Procès Pastor : de la petite frappe au gendre consul

Published 16/09/2018 in France

Procès Pastor : de la petite frappe au gendre consul
Hélène Pastor, en 1999.

Justice

Dix accusés comparaissent à partir de ce lundi devant la cour d’assises d’Aix-en-Provence, quatre ans après l’assassinat de la milliardaire monégasque Hélène Pastor et de son chauffeur Mohamed Darwich.

Sur son lit d’hôpital, une femme agonisante regarde les policiers et murmure dans un râle : «Il était de couleur noire et était habillé de sombre. Je ne sais pas si je pourrais le reconnaître, je n’avais jamais vu cet homme auparavant.» Le corps d’Hélène Pastor, 77 ans, l’une des figures les plus riches de la principauté de Monaco – après avoir hérité de son père, magnat de l’immobilier – est criblé de plombs. Longs silences. Elle tente de raconter : «Il avait un fusil avec un tube et il a manipulé l’arme. J’ai dit à Mohamed : “Allez, vite, vite, on va nous tirer dessus.” Il a tiré en premier sur moi. J’ai eu très mal au cou, au visage et à la poitrine. Il a tiré une deuxième fois et j’ai vu que Mohamed saignait du ventre.» Lorsque les enquêteurs lui soumettent une planche comportant six photographies pour qu’elle tente d’identifier son assaillant, elle est submergée par le stress. S’étouffe. Puis souffle : «J’ai peur, je veux vous revoir car j’ai d’autres choses à dire.» Ce seront ses derniers mots à la justice. Hélène Pastor est emportée par un choc septique quinze jours après l’attaque du 6 mai 2014. Quant à Mohamed Darwich, son chauffeur et homme de confiance de 64 ans, il mourra, lui aussi, des suites de ses blessures.

«Charclage»

Cinq ans plus tard, dix personnes vont prendre place dans le box des accusés de la cour d’assises des Bouches-du-Rhône. Exécutants ou têtes pensantes, ils sont mis en cause à divers degrés dans le double assassinat. Il y a ceux qui ont imaginé, ceux qui ont joué les entremetteurs, ceux qui ont fourni les armes, ceux qui ont appuyé sur la détente. La célèbre «affaire Pastor» est un véritable polar familial, une sombre histoire de rancœur, de trahison et d’argent.

Données fournies:

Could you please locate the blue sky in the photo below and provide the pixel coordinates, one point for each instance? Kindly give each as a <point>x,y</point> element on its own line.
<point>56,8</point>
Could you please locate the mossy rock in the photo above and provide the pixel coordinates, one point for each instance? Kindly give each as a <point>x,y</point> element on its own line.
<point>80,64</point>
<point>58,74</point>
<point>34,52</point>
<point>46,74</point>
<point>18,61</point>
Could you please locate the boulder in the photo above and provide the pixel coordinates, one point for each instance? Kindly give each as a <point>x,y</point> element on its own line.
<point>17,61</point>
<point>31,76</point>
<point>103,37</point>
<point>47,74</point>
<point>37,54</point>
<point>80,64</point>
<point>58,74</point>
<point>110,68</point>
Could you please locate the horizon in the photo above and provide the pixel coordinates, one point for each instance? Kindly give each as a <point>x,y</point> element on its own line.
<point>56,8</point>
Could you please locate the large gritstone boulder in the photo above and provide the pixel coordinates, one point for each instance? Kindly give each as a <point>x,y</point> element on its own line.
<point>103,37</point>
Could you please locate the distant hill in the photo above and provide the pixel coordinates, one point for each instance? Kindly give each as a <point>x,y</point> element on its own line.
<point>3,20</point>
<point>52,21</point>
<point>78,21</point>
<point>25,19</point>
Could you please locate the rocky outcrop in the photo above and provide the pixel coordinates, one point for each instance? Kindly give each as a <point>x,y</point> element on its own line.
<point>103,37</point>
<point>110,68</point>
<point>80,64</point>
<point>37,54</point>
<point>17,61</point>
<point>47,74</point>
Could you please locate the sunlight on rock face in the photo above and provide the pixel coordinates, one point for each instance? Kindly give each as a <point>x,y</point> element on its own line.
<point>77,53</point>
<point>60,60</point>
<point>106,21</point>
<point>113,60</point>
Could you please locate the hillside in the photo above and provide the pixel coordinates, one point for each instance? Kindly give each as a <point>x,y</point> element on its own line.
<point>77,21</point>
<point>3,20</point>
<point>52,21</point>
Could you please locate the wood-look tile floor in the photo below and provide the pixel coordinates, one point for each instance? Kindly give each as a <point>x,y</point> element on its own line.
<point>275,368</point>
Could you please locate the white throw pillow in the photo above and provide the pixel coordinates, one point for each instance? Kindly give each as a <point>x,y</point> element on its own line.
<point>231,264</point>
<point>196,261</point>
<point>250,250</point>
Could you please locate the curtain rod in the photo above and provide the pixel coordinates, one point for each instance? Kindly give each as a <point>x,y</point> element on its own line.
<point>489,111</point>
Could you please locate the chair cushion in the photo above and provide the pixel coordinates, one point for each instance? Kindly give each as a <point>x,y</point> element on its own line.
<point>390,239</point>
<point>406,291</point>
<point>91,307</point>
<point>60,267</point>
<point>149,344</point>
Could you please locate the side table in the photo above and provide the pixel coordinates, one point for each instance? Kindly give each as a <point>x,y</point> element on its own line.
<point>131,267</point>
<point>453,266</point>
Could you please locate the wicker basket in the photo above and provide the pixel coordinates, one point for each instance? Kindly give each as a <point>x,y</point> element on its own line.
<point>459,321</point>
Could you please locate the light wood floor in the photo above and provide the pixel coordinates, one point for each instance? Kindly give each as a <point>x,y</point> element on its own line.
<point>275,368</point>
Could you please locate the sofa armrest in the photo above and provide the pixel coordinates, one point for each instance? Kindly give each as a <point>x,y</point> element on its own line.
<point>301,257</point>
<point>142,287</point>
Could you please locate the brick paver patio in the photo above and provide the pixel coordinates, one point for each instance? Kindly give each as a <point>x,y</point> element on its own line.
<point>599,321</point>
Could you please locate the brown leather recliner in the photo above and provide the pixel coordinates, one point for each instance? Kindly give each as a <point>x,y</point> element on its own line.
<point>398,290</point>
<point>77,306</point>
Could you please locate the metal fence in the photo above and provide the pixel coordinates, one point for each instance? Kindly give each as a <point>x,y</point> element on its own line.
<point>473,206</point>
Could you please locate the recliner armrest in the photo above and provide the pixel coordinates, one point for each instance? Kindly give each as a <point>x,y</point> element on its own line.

Exercices:
1: Dans l'article sur l'affaire Pastor, relevez les différents rôles attribués aux personnes mises en cause dans le double assassinat.
2: Selon l'article sur l'affaire Pastor, quel âge avait Mohamed Darwich ?

Réponses aux exercices:
1:
- Ceux qui ont imaginé
- Ceux qui ont joué les entremetteurs
- Ceux qui ont fourni les armes
- Ceux qui ont appuyé sur la détente

2: Il avait 64 ans.